Description of the task
In the entries below, the line with "Question. For every instance of the street" marks the start. Return it and every following line exactly, ending with the last.

[Referring expression pointing data]

=== Section Start ===

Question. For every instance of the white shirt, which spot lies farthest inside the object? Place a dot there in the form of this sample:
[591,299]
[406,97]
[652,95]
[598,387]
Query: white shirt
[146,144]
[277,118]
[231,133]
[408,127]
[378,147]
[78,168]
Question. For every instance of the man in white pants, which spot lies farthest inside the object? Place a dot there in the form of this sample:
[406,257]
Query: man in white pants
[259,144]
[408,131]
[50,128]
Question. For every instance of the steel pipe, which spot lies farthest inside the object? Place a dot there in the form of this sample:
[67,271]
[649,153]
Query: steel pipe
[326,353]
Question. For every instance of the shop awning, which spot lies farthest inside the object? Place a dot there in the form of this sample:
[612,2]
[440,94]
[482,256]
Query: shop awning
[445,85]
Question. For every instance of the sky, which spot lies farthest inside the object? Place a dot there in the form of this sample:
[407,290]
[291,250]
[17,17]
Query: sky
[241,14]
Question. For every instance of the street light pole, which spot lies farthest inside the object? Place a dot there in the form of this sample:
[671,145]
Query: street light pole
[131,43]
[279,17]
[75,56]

=== Section End ===

Solution to this task
Question. For every instance of the street light pole, which spot lies farthest inside the object? Place a dot there in the form of this sample:
[671,145]
Query: street light pole
[131,43]
[279,17]
[75,56]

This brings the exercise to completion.